- **Directions**
Put every line of the material below into a JSON list of strings, one string per line, and skip any blank lines.
--- start of Records for this exercise ---
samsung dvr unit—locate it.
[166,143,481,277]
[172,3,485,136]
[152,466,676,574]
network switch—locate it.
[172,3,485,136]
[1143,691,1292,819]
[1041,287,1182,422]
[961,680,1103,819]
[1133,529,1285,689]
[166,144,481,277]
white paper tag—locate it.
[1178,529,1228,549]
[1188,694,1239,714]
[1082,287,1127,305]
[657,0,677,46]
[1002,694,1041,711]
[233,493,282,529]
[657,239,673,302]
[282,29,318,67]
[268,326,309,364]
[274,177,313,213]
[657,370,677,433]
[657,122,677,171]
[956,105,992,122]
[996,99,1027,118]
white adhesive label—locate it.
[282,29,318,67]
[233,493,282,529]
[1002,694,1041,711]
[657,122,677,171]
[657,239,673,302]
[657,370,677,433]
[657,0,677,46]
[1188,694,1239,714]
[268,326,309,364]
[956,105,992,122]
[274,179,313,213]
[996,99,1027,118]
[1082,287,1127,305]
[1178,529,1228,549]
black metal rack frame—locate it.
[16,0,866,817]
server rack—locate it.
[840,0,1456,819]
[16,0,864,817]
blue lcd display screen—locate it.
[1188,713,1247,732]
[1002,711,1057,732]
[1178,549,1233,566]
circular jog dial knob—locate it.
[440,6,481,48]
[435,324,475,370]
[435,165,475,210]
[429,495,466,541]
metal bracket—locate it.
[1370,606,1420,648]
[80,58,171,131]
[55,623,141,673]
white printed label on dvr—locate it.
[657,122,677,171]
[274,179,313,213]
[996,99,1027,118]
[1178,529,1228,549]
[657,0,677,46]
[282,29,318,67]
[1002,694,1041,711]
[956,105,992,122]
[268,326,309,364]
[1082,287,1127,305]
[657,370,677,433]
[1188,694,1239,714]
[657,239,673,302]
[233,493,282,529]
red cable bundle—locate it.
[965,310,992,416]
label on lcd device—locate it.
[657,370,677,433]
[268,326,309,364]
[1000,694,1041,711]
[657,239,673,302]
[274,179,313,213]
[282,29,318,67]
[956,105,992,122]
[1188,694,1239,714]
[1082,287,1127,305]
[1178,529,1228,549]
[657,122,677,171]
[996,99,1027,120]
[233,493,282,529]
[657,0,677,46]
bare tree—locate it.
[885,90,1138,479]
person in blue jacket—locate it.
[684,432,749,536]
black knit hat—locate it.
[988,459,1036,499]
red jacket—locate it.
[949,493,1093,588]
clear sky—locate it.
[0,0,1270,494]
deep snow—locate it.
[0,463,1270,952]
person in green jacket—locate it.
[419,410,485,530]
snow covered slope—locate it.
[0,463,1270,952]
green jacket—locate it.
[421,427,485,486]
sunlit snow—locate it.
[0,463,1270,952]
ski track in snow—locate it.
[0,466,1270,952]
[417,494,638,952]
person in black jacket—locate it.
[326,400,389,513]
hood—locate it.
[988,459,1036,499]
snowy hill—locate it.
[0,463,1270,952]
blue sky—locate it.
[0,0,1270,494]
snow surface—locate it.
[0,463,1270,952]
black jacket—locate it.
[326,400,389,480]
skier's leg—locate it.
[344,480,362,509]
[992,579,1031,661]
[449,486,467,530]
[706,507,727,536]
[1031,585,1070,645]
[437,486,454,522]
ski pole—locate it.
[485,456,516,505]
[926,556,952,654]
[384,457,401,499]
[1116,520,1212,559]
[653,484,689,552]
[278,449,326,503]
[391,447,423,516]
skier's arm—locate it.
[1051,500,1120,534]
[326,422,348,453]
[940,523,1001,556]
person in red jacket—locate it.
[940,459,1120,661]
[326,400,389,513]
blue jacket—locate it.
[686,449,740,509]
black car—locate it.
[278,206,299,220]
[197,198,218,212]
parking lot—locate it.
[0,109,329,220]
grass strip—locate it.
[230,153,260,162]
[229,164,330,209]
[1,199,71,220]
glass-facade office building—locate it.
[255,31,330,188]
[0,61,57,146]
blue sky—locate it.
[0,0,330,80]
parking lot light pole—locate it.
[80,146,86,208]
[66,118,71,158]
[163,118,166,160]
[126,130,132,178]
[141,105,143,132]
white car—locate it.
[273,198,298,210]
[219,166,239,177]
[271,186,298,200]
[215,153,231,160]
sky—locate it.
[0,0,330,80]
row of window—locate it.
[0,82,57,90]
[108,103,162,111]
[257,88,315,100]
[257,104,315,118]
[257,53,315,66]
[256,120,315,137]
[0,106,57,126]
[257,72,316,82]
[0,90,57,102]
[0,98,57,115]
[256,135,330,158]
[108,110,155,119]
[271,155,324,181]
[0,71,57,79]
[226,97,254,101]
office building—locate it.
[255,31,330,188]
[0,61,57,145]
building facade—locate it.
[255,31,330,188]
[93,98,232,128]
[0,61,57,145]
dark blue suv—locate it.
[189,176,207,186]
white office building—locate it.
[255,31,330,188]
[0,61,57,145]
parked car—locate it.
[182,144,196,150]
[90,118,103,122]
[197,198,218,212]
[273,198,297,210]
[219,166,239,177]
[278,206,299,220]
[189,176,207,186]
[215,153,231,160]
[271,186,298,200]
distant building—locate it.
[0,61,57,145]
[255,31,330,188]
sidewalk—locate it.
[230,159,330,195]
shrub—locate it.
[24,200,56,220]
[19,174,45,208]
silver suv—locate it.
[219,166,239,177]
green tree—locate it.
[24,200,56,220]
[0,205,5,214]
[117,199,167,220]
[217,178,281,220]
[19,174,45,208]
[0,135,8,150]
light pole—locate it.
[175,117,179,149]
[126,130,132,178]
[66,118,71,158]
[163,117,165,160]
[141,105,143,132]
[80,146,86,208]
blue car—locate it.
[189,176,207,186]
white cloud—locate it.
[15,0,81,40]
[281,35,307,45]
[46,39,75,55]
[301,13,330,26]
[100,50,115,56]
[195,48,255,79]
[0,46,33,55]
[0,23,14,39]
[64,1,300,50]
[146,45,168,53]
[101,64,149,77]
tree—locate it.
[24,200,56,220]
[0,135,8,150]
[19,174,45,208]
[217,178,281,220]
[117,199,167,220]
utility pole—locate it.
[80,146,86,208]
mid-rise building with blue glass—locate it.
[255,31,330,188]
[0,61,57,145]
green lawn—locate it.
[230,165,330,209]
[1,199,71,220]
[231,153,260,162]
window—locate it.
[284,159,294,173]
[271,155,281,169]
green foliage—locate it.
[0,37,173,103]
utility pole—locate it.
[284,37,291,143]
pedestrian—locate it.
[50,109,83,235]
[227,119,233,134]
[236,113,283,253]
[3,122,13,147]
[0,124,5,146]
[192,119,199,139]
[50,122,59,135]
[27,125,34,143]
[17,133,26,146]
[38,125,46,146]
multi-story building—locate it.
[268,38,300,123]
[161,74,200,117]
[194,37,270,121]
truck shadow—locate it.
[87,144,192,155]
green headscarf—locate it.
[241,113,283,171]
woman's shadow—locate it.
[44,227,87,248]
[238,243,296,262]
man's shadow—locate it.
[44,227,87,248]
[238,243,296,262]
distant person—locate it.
--- end of Records for this exercise ---
- **Exercise result**
[
  "samsung dvr unit—locate it.",
  "[166,143,481,277]",
  "[172,3,485,136]",
  "[152,466,676,574]",
  "network switch—locate it.",
  "[172,3,485,136]",
  "[1143,691,1292,819]",
  "[1041,287,1182,422]",
  "[961,680,1103,819]",
  "[1133,529,1285,689]",
  "[166,144,481,277]",
  "white paper tag—locate it.",
  "[1178,529,1228,549]",
  "[1188,694,1239,714]",
  "[1082,287,1127,305]",
  "[657,0,677,46]",
  "[1002,694,1041,711]",
  "[233,493,282,529]",
  "[657,239,673,302]",
  "[282,29,318,67]",
  "[268,326,309,364]",
  "[274,177,313,213]",
  "[657,370,677,433]",
  "[657,122,677,171]",
  "[956,105,992,122]",
  "[996,99,1027,118]",
  "white adhesive label—locate it.",
  "[282,29,318,67]",
  "[233,493,282,529]",
  "[1002,694,1041,711]",
  "[657,122,677,171]",
  "[657,239,673,302]",
  "[657,370,677,433]",
  "[657,0,677,46]",
  "[1188,694,1239,714]",
  "[268,326,309,364]",
  "[956,105,992,122]",
  "[274,179,313,213]",
  "[996,99,1027,118]",
  "[1082,287,1127,305]",
  "[1178,529,1228,549]",
  "black metal rack frame—locate it.",
  "[16,0,866,817]",
  "server rack—locate it.",
  "[840,0,1456,819]",
  "[16,0,864,817]",
  "blue lcd display screen—locate it.",
  "[1188,713,1247,732]",
  "[1002,711,1057,732]",
  "[1178,549,1233,566]",
  "circular jog dial knob—locate it.",
  "[440,6,481,48]",
  "[435,324,475,370]",
  "[435,165,475,210]",
  "[429,495,466,541]",
  "metal bracket—locate it.",
  "[1370,606,1420,648]",
  "[80,58,171,131]",
  "[55,623,141,673]",
  "white printed label on dvr—locate it.",
  "[657,122,677,171]",
  "[274,179,313,213]",
  "[996,99,1027,118]",
  "[1178,529,1228,549]",
  "[657,0,677,46]",
  "[282,29,318,67]",
  "[1002,694,1041,711]",
  "[956,105,992,122]",
  "[268,326,309,364]",
  "[1082,287,1127,305]",
  "[657,370,677,433]",
  "[1188,694,1239,714]",
  "[657,239,673,302]",
  "[233,493,282,529]",
  "red cable bundle—locate it.",
  "[965,310,992,416]",
  "label on lcd device—locate it.",
  "[657,370,677,433]",
  "[268,326,309,364]",
  "[1000,694,1041,711]",
  "[657,239,673,302]",
  "[274,179,313,213]",
  "[282,29,318,67]",
  "[956,105,992,122]",
  "[1188,694,1239,714]",
  "[1082,287,1127,305]",
  "[1178,529,1228,549]",
  "[657,122,677,171]",
  "[996,99,1027,120]",
  "[233,493,282,529]",
  "[657,0,677,46]",
  "bare tree—locate it.",
  "[885,90,1138,479]",
  "person in blue jacket—locate it.",
  "[684,432,749,536]",
  "black knit hat—locate it.",
  "[988,459,1036,499]",
  "red jacket—locate it.",
  "[949,493,1093,588]",
  "clear sky—locate it.",
  "[0,0,1270,494]",
  "deep snow—locate it.",
  "[0,463,1270,952]",
  "person in green jacket—locate it.",
  "[419,410,485,530]",
  "snow covered slope—locate it.",
  "[0,463,1270,952]",
  "green jacket—locate it.",
  "[421,427,485,486]",
  "sunlit snow—locate it.",
  "[0,463,1270,952]",
  "ski track in snow—locate it.",
  "[0,466,1270,952]",
  "[417,494,638,952]",
  "person in black jacket—locate it.",
  "[326,400,389,513]",
  "hood—locate it.",
  "[988,459,1036,499]",
  "snowy hill—locate it.",
  "[0,463,1270,952]",
  "blue sky—locate it.",
  "[0,0,1270,494]",
  "snow surface—locate it.",
  "[0,463,1270,952]",
  "black jacket—locate it.",
  "[326,400,389,480]",
  "skier's leg—locate it.",
  "[344,480,362,509]",
  "[992,579,1031,661]",
  "[449,486,467,530]",
  "[706,507,727,536]",
  "[1031,585,1070,645]",
  "[437,486,454,522]",
  "ski pole—locate it.",
  "[485,456,516,505]",
  "[926,556,952,654]",
  "[384,457,401,499]",
  "[1116,520,1212,559]",
  "[653,484,689,552]",
  "[278,449,326,503]",
  "[391,447,423,516]",
  "skier's arm—locate it.",
  "[1051,500,1120,534]",
  "[326,422,348,453]",
  "[940,523,1001,556]",
  "person in red jacket—locate it.",
  "[940,459,1120,661]",
  "[326,400,389,513]",
  "blue jacket—locate it.",
  "[686,449,740,509]",
  "black car—locate it.",
  "[278,206,299,220]",
  "[197,198,218,212]",
  "parking lot—locate it.",
  "[0,109,329,220]",
  "grass strip—locate it.",
  "[230,153,260,162]",
  "[229,164,330,209]",
  "[1,199,71,220]",
  "glass-facade office building—locate it.",
  "[255,31,330,188]",
  "[0,61,57,146]",
  "blue sky—locate it.",
  "[0,0,330,80]",
  "parking lot light pole—locate it.",
  "[80,146,86,208]",
  "[66,118,71,158]",
  "[163,118,166,160]",
  "[126,130,132,178]",
  "[141,105,143,132]",
  "white car—locate it.",
  "[273,198,298,210]",
  "[219,166,239,177]",
  "[271,186,298,200]",
  "[215,153,231,160]",
  "sky—locate it.",
  "[0,0,330,80]",
  "row of window—locate it.",
  "[0,82,57,90]",
  "[108,103,162,111]",
  "[257,88,315,100]",
  "[257,104,315,118]",
  "[257,53,315,66]",
  "[256,120,315,137]",
  "[0,106,57,126]",
  "[257,72,316,82]",
  "[0,90,57,102]",
  "[0,98,57,115]",
  "[256,135,330,158]",
  "[108,110,155,119]",
  "[271,155,324,181]",
  "[0,71,57,79]",
  "[226,97,254,101]",
  "office building—locate it.",
  "[255,31,330,188]",
  "[0,61,57,145]",
  "building facade—locate it.",
  "[255,31,330,188]",
  "[93,98,232,128]",
  "[0,61,57,145]",
  "dark blue suv—locate it.",
  "[189,176,207,186]",
  "white office building—locate it.",
  "[255,31,330,188]",
  "[0,61,57,145]",
  "parked car—locate it.",
  "[182,144,196,150]",
  "[90,118,103,122]",
  "[197,198,218,212]",
  "[273,198,297,210]",
  "[219,166,239,177]",
  "[278,206,299,220]",
  "[189,176,207,186]",
  "[215,153,231,160]",
  "[271,186,298,200]",
  "distant building—locate it.",
  "[0,61,57,145]",
  "[255,31,330,188]",
  "sidewalk—locate it.",
  "[230,159,330,195]",
  "shrub—locate it.",
  "[24,200,56,220]",
  "[19,174,45,208]",
  "silver suv—locate it.",
  "[219,166,239,177]",
  "green tree—locate it.",
  "[24,200,56,220]",
  "[0,205,5,214]",
  "[117,199,167,220]",
  "[217,178,281,220]",
  "[19,174,45,208]",
  "[0,135,8,150]",
  "light pole—locate it.",
  "[175,117,179,149]",
  "[126,130,132,178]",
  "[66,118,71,158]",
  "[163,117,165,160]",
  "[141,105,143,132]",
  "[80,146,86,208]",
  "blue car—locate it.",
  "[189,176,207,186]",
  "white cloud—locate it.",
  "[15,0,81,40]",
  "[281,35,307,45]",
  "[46,39,75,55]",
  "[301,13,330,26]",
  "[100,50,115,56]",
  "[195,48,255,79]",
  "[0,46,33,55]",
  "[0,23,14,39]",
  "[64,1,300,50]",
  "[146,45,168,53]",
  "[101,64,149,77]",
  "tree—locate it.",
  "[24,200,56,220]",
  "[0,135,8,150]",
  "[19,174,45,208]",
  "[217,178,281,220]",
  "[117,199,167,220]",
  "utility pole—locate it.",
  "[80,146,86,208]",
  "mid-rise building with blue glass—locate it.",
  "[255,31,330,188]",
  "[0,61,57,145]",
  "green lawn—locate it.",
  "[230,165,330,209]",
  "[1,199,71,220]",
  "[231,153,260,162]",
  "window—locate it.",
  "[284,159,294,173]",
  "[271,155,281,169]",
  "green foliage—locate it.",
  "[0,37,173,103]",
  "utility pole—locate it.",
  "[284,37,291,143]",
  "pedestrian—locate it.",
  "[50,109,83,235]",
  "[227,119,233,134]",
  "[236,113,283,253]",
  "[3,122,13,147]",
  "[0,124,5,146]",
  "[192,119,199,139]",
  "[50,122,59,135]",
  "[27,125,34,143]",
  "[17,133,26,146]",
  "[38,125,46,146]",
  "multi-story building—locate it.",
  "[268,38,300,123]",
  "[161,74,200,117]",
  "[194,37,270,121]",
  "truck shadow—locate it.",
  "[87,144,192,155]",
  "green headscarf—locate it.",
  "[241,113,283,171]",
  "woman's shadow—locate it.",
  "[44,227,87,248]",
  "[238,243,296,262]",
  "man's shadow—locate it.",
  "[44,227,87,248]",
  "[238,243,296,262]",
  "distant person—locate it."
]